* WORK TO COMPLETE *
Convert the records into a Markdown table with the columns "Row" and "Line". Number each line in order and leave out blank lines.

* DATASET RECORDS *
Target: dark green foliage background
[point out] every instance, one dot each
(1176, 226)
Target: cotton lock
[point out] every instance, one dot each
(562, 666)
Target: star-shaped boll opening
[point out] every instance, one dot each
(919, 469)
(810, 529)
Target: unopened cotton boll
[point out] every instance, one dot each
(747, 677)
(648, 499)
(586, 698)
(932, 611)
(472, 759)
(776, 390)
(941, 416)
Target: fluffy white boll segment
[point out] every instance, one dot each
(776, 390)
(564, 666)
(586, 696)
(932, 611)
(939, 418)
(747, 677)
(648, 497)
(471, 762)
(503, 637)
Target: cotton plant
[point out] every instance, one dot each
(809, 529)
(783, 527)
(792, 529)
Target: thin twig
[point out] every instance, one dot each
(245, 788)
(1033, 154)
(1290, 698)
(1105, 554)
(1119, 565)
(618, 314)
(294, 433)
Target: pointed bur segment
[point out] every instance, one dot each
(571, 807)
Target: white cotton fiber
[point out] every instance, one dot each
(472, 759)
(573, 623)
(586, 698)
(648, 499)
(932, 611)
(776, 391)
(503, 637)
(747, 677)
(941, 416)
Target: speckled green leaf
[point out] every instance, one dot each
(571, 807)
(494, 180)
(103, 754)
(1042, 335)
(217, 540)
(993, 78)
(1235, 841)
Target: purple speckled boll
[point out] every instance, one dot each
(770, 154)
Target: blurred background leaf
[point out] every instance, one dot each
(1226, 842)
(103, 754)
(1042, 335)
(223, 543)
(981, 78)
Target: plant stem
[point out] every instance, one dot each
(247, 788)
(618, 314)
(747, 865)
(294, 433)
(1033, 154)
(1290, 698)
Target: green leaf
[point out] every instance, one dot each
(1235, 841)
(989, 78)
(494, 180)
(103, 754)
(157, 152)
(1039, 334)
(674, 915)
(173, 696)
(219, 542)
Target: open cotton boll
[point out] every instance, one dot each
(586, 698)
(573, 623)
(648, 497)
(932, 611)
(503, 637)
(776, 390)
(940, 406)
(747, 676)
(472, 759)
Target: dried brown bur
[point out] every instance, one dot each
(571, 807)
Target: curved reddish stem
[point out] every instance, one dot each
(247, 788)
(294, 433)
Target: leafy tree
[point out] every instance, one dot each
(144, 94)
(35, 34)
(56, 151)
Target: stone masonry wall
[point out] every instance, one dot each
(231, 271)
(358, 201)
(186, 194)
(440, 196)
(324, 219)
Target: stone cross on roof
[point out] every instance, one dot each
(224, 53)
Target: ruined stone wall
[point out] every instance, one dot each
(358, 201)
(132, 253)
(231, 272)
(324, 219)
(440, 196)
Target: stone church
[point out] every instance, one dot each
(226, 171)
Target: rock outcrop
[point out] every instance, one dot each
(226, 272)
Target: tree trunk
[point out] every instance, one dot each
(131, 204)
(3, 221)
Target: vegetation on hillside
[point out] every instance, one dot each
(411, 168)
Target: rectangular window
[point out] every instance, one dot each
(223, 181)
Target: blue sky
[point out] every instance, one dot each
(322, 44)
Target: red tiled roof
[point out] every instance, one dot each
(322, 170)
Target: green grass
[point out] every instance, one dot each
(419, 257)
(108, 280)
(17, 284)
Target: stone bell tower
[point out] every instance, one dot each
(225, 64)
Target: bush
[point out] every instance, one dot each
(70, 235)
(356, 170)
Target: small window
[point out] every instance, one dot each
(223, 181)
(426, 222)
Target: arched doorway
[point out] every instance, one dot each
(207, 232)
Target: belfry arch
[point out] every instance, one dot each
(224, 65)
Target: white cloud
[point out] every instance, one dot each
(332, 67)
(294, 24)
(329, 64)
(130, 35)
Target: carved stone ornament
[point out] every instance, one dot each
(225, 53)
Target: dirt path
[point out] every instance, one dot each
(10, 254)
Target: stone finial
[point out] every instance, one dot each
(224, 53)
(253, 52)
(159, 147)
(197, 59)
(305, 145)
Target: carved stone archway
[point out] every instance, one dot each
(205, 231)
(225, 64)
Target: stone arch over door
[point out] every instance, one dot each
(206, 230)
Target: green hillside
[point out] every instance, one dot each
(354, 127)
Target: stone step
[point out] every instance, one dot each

* WRITTEN ANSWER *
| Row | Line |
|---|---|
| 1 | Target: dark green foliage background |
| 2 | [point out] every instance, one dot each |
| 3 | (1176, 226) |
| 4 | Target: cotton lock |
| 5 | [point out] every instance, one dot each |
| 6 | (562, 666) |
| 7 | Target: star-shaped boll opening |
| 8 | [point out] every instance, one dot each |
| 9 | (919, 469) |
| 10 | (810, 529) |
| 11 | Target: unopened cotton boll |
| 12 | [point out] every instance, one dot each |
| 13 | (747, 677) |
| 14 | (648, 499) |
| 15 | (586, 698) |
| 16 | (932, 611) |
| 17 | (472, 759) |
| 18 | (776, 390) |
| 19 | (941, 416) |
| 20 | Target: fluffy white boll segment |
| 21 | [point out] every instance, one dot each |
| 22 | (776, 390) |
| 23 | (564, 666) |
| 24 | (586, 696) |
| 25 | (932, 611) |
| 26 | (939, 418) |
| 27 | (747, 677) |
| 28 | (648, 497) |
| 29 | (471, 762) |
| 30 | (503, 637) |
| 31 | Target: cotton plant |
| 32 | [point out] every instance, one dot each |
| 33 | (809, 529) |
| 34 | (783, 527) |
| 35 | (792, 529) |
| 36 | Target: thin twig |
| 37 | [point out] every instance, one dot each |
| 38 | (245, 788) |
| 39 | (1033, 154) |
| 40 | (1290, 698) |
| 41 | (1105, 554) |
| 42 | (1119, 565) |
| 43 | (618, 314) |
| 44 | (294, 433) |
| 45 | Target: pointed bur segment |
| 46 | [point out] every instance, one dot each |
| 47 | (571, 807) |
| 48 | Target: white cotton fiber |
| 49 | [point out] every instance, one dot each |
| 50 | (472, 759) |
| 51 | (573, 623) |
| 52 | (586, 698) |
| 53 | (648, 499) |
| 54 | (932, 611) |
| 55 | (776, 391) |
| 56 | (503, 637) |
| 57 | (747, 677) |
| 58 | (941, 416) |
| 59 | Target: speckled green leaf |
| 60 | [point out] every instance, one dot each |
| 61 | (571, 807) |
| 62 | (494, 180) |
| 63 | (103, 754) |
| 64 | (1042, 335) |
| 65 | (217, 540) |
| 66 | (993, 78) |
| 67 | (1235, 841) |
| 68 | Target: purple speckled boll |
| 69 | [point out] every instance, one dot each |
| 70 | (770, 154) |
| 71 | Target: blurred background leaf |
| 72 | [point out] every instance, one dot each |
| 73 | (1226, 842) |
| 74 | (103, 754) |
| 75 | (1042, 335) |
| 76 | (223, 543) |
| 77 | (981, 78) |
| 78 | Target: plant stem |
| 79 | [point out] every instance, one dot each |
| 80 | (247, 788) |
| 81 | (618, 314) |
| 82 | (747, 865) |
| 83 | (294, 433) |
| 84 | (1033, 154) |
| 85 | (1290, 698) |
| 86 | Target: green leaf |
| 87 | [point out] every instance, one dot each |
| 88 | (1235, 841) |
| 89 | (989, 78) |
| 90 | (494, 180) |
| 91 | (103, 754) |
| 92 | (157, 152) |
| 93 | (1039, 334) |
| 94 | (674, 915) |
| 95 | (173, 696) |
| 96 | (219, 542) |
| 97 | Target: open cotton boll |
| 98 | [point out] every instance, one dot each |
| 99 | (586, 698) |
| 100 | (573, 623) |
| 101 | (648, 497) |
| 102 | (932, 611) |
| 103 | (503, 637) |
| 104 | (776, 390) |
| 105 | (940, 406) |
| 106 | (747, 676) |
| 107 | (472, 759) |
| 108 | Target: dried brown bur |
| 109 | [point out] every instance, one dot each |
| 110 | (571, 807) |
| 111 | Target: curved reddish stem |
| 112 | [point out] every instance, one dot each |
| 113 | (247, 788) |
| 114 | (294, 433) |
| 115 | Target: leafy tree |
| 116 | [point out] every instance, one dot each |
| 117 | (144, 94) |
| 118 | (35, 34) |
| 119 | (56, 151) |
| 120 | Target: stone masonry wall |
| 121 | [point out] every instance, one dot each |
| 122 | (231, 271) |
| 123 | (358, 201) |
| 124 | (186, 194) |
| 125 | (440, 196) |
| 126 | (324, 219) |
| 127 | Target: stone cross on roof |
| 128 | [point out] every instance, one dot each |
| 129 | (224, 53) |
| 130 | Target: ruined stone wall |
| 131 | [point out] every instance, one dot each |
| 132 | (358, 201) |
| 133 | (132, 253) |
| 134 | (231, 272) |
| 135 | (324, 219) |
| 136 | (440, 196) |
| 137 | Target: stone church |
| 138 | [point out] every instance, one dot each |
| 139 | (226, 171) |
| 140 | Target: rock outcrop |
| 141 | [point out] every instance, one dot each |
| 142 | (226, 272) |
| 143 | Target: tree trunk |
| 144 | [point out] every instance, one dot each |
| 145 | (131, 204) |
| 146 | (3, 221) |
| 147 | Target: vegetation on hillside |
| 148 | [point out] every instance, one dot each |
| 149 | (411, 168) |
| 150 | Target: rectangular window |
| 151 | [point out] every instance, one dot each |
| 152 | (223, 181) |
| 153 | Target: blue sky |
| 154 | [point out] every instance, one dot each |
| 155 | (322, 44) |
| 156 | Target: red tiled roof |
| 157 | [point out] every instance, one dot each |
| 158 | (322, 170) |
| 159 | Target: green grass |
| 160 | [point out] every instance, one dot each |
| 161 | (419, 257) |
| 162 | (108, 280) |
| 163 | (17, 284) |
| 164 | Target: stone bell tower |
| 165 | [point out] every instance, one dot each |
| 166 | (225, 64) |
| 167 | Target: bush |
| 168 | [point out] every instance, one dot each |
| 169 | (70, 235) |
| 170 | (356, 170) |
| 171 | Target: small window |
| 172 | [point out] every instance, one dot each |
| 173 | (223, 181) |
| 174 | (426, 222) |
| 175 | Target: arched doorway |
| 176 | [point out] every instance, one dot each |
| 177 | (207, 232) |
| 178 | Target: belfry arch |
| 179 | [point out] every instance, one dot each |
| 180 | (224, 65) |
| 181 | Target: white cloud |
| 182 | [point out] every instance, one dot each |
| 183 | (332, 67) |
| 184 | (294, 24) |
| 185 | (329, 64) |
| 186 | (130, 35) |
| 187 | Target: carved stone ornament |
| 188 | [point out] every instance, one dot each |
| 189 | (225, 53) |
| 190 | Target: dirt path |
| 191 | [point out] every instance, one dot each |
| 192 | (10, 254) |
| 193 | Target: stone finial |
| 194 | [point out] every instance, one dot each |
| 195 | (224, 53) |
| 196 | (253, 52) |
| 197 | (159, 147) |
| 198 | (197, 59) |
| 199 | (305, 145) |
| 200 | Target: carved stone archway |
| 201 | [point out] every instance, one dot each |
| 202 | (205, 231) |
| 203 | (225, 64) |
| 204 | Target: stone arch over door |
| 205 | [point out] every instance, one dot each |
| 206 | (206, 230) |
| 207 | Target: green hillside |
| 208 | [point out] every instance, one dot each |
| 209 | (354, 127) |
| 210 | Target: stone step |
| 211 | [point out] every instance, one dot each |